(PROVIDED INFORMATION)
----

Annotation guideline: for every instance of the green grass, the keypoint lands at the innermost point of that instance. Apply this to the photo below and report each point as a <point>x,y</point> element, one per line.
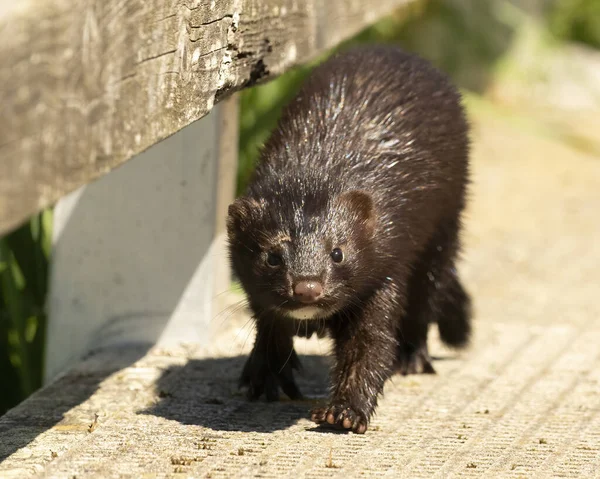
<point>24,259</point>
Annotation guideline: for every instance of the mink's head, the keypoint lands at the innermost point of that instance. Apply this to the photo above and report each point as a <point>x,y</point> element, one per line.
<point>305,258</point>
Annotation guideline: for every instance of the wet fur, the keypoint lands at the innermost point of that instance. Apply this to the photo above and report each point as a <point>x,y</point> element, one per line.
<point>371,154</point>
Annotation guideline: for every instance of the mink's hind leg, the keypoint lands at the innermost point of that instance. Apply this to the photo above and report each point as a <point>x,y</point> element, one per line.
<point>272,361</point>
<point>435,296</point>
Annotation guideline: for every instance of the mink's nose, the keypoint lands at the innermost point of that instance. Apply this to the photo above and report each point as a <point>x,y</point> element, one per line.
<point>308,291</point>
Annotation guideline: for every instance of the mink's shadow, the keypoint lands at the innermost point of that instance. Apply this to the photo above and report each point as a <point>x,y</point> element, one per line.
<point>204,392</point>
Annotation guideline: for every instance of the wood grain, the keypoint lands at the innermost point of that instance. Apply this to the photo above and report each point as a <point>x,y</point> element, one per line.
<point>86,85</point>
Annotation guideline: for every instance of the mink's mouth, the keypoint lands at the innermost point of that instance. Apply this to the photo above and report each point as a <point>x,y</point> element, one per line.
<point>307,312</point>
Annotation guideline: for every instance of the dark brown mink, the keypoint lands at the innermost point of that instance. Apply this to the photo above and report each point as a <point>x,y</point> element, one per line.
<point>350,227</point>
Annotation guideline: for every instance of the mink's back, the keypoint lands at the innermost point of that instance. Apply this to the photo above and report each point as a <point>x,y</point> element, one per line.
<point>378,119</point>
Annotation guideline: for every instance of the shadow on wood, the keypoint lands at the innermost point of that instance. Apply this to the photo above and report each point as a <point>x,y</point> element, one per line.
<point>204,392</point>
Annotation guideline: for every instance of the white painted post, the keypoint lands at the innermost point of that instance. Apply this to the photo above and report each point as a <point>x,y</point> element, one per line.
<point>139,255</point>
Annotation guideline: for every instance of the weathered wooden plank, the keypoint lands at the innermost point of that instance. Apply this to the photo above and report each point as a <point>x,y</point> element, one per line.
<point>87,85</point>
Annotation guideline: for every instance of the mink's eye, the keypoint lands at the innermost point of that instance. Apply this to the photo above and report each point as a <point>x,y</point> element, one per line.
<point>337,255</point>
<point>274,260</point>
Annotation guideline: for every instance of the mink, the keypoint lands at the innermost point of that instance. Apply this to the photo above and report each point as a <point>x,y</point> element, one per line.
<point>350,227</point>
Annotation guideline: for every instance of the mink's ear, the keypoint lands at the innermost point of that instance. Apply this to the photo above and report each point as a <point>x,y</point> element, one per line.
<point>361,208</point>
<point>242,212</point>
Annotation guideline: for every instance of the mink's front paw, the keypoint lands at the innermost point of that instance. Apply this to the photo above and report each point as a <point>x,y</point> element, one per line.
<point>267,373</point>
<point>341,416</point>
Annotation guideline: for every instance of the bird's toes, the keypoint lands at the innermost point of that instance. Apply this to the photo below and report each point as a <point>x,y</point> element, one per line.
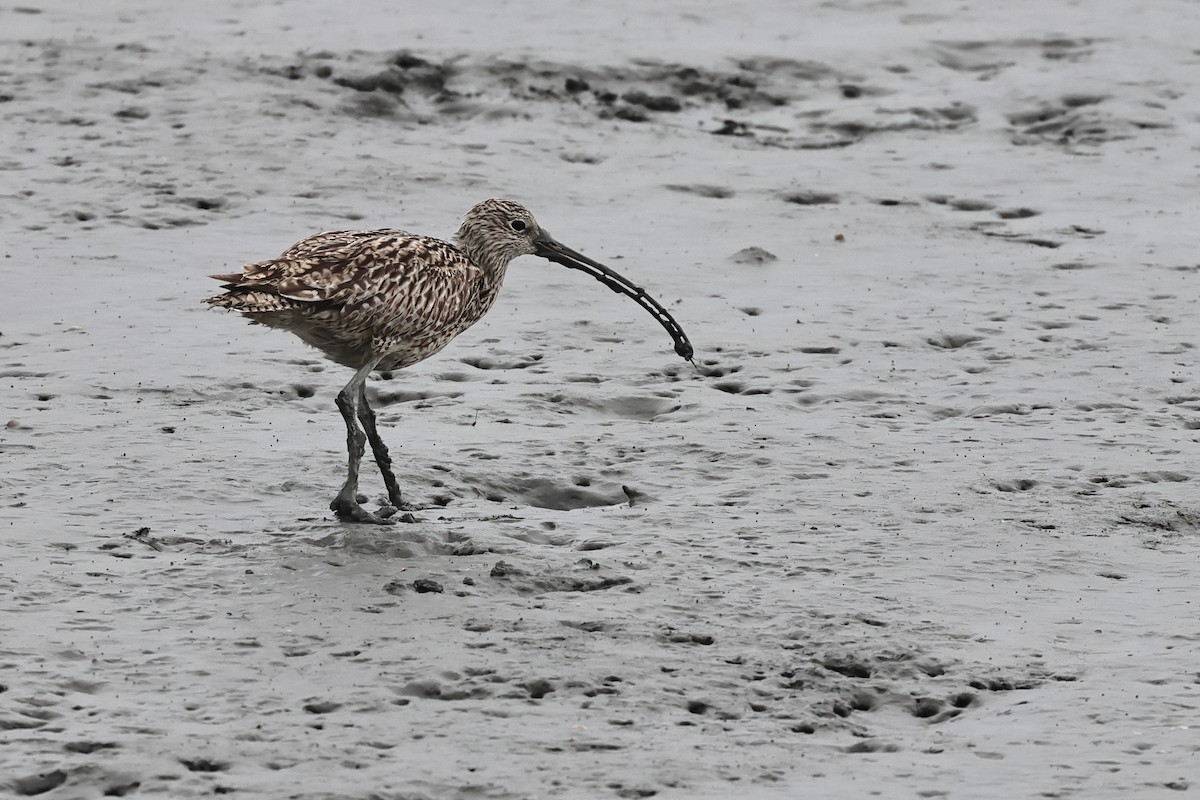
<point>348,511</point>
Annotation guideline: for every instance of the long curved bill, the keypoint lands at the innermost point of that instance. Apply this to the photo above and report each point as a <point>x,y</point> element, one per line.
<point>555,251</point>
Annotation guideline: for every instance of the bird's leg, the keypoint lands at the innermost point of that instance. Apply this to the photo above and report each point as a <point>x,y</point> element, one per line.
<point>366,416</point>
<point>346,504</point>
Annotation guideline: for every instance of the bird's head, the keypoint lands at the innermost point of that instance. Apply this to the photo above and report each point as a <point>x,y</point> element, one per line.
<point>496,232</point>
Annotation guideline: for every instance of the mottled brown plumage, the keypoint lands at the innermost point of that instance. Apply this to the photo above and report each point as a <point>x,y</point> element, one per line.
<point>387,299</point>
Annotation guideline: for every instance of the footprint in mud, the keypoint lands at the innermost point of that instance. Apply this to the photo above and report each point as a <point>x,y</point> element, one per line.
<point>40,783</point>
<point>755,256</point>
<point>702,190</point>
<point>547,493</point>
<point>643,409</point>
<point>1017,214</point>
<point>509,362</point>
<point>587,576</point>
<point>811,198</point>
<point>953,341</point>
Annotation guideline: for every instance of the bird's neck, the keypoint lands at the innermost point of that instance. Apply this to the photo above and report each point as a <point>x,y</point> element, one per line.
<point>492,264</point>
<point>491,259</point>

----

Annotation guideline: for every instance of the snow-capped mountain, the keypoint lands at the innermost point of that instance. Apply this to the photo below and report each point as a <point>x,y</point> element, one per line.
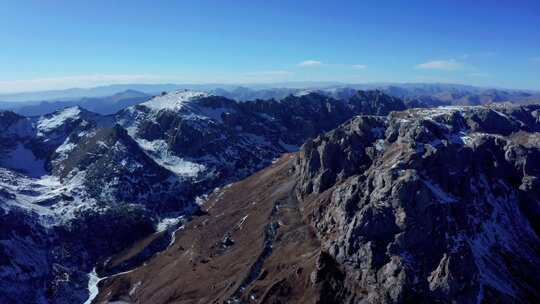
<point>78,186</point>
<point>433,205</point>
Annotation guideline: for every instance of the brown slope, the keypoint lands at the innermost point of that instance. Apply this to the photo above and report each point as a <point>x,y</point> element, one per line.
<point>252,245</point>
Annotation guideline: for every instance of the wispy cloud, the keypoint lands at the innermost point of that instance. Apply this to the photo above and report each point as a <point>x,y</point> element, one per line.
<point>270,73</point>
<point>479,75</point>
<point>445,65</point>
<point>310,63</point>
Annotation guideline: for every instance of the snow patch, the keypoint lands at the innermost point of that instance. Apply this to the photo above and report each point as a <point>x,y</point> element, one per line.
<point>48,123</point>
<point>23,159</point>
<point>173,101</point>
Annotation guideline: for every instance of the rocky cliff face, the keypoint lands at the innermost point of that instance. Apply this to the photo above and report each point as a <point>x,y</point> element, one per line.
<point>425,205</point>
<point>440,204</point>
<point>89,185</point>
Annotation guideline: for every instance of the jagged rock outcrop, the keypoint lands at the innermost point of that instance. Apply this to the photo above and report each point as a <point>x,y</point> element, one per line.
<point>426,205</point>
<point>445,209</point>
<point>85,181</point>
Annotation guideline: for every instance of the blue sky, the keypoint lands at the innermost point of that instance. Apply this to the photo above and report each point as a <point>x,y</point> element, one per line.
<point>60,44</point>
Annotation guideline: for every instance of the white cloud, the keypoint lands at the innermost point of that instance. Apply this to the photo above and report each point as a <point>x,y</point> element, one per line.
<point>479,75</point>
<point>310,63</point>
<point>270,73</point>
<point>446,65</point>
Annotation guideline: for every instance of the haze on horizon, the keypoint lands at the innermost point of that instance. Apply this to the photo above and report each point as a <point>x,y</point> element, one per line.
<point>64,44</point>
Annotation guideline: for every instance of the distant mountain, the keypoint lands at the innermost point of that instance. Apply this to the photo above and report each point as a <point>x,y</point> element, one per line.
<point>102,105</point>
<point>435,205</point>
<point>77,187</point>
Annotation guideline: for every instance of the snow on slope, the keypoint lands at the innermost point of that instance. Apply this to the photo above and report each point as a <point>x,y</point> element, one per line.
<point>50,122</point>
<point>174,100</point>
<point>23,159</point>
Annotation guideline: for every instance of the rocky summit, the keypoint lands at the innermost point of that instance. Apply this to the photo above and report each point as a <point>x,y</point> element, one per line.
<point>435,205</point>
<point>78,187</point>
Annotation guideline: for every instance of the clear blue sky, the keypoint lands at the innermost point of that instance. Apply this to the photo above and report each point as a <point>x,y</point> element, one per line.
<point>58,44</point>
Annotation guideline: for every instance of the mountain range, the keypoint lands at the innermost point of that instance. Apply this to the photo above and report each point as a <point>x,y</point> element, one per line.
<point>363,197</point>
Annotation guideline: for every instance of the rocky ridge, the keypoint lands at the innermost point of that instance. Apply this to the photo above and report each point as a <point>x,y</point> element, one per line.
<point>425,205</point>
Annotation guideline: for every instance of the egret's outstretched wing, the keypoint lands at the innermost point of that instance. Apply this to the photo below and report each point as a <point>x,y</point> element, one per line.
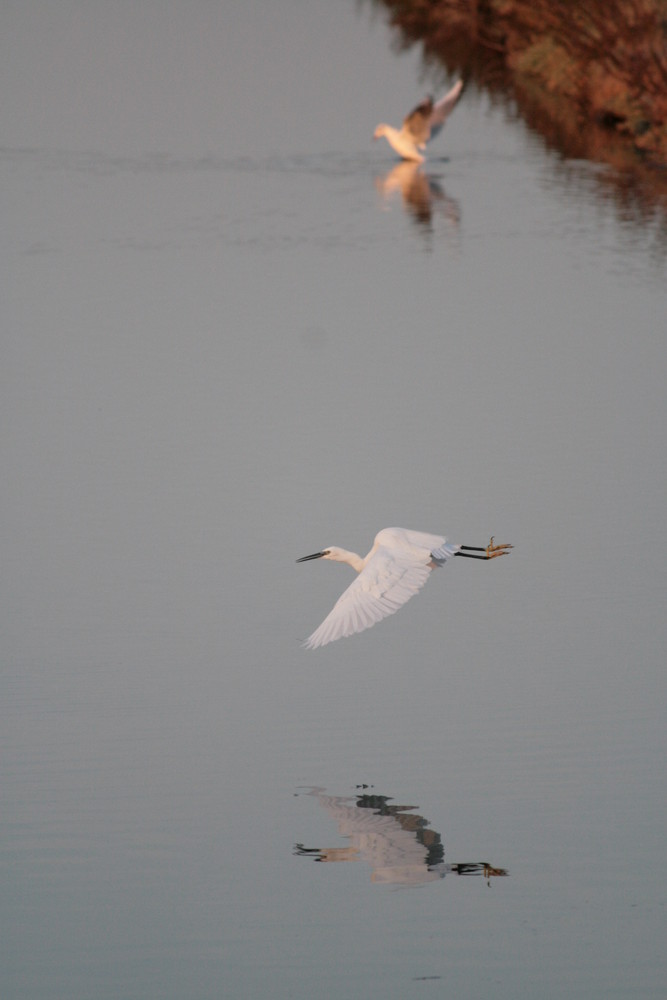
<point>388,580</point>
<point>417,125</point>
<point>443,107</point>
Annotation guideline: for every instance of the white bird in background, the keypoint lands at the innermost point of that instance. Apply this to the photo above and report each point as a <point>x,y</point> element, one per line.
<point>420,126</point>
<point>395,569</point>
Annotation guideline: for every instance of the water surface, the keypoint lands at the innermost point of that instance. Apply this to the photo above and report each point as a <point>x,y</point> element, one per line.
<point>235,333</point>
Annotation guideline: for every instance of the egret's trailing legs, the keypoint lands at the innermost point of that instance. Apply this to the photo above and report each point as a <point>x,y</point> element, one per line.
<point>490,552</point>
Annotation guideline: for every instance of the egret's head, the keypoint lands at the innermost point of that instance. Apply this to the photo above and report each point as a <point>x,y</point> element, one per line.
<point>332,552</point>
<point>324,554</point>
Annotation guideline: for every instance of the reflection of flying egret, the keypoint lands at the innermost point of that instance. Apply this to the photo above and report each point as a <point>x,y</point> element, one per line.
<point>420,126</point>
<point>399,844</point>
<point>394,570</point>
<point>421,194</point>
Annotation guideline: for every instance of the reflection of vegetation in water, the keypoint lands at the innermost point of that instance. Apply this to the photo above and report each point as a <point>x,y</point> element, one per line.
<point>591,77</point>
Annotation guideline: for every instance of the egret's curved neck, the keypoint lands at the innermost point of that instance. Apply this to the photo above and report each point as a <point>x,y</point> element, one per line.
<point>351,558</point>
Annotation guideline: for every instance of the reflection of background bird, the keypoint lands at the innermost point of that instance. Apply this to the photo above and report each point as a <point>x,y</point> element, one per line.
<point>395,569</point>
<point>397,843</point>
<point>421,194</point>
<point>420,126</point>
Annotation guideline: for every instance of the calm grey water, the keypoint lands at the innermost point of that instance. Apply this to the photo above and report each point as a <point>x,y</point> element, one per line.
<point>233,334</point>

----

(EXERCISE)
Reproduce the listing lines verbatim, starting with the line that contains "Annotation guideline: for every instance of the mink's eye, the" and going on through the line that contains "<point>348,511</point>". Leave the picture out of your answer.

(RESPONSE TO THIS EXERCISE)
Annotation guideline: for every instance of the mink's eye, the keypoint lands at the innermost point of that instance. Apply this to the photo above and report each point as a <point>x,y</point> element, one per line.
<point>337,255</point>
<point>274,260</point>
Annotation guideline: for every instance of the mink, the keypoint lands at the innermost point of that instance. Apply this to the photo above and report each point as a <point>x,y</point> element, one per line.
<point>350,227</point>
Annotation guideline: for every instance of the mink's ear, the keypoint lands at the innermost point of that instance. Apply this to the photo above and report each point as a <point>x,y</point> element, one per line.
<point>361,208</point>
<point>242,212</point>
Annotation guideline: for every instance of the mink's front paw, the keypoint lands at the innermost point of that instance. Apply this to the photo above and report each point as a <point>x,y</point> element, one per line.
<point>267,373</point>
<point>341,416</point>
Annotation guideline: for every instance of the bird's toes, the keypoint lands at the innermost point of that instance. Apply this to the photo below and report each point as a <point>x,y</point> element, one per line.
<point>348,511</point>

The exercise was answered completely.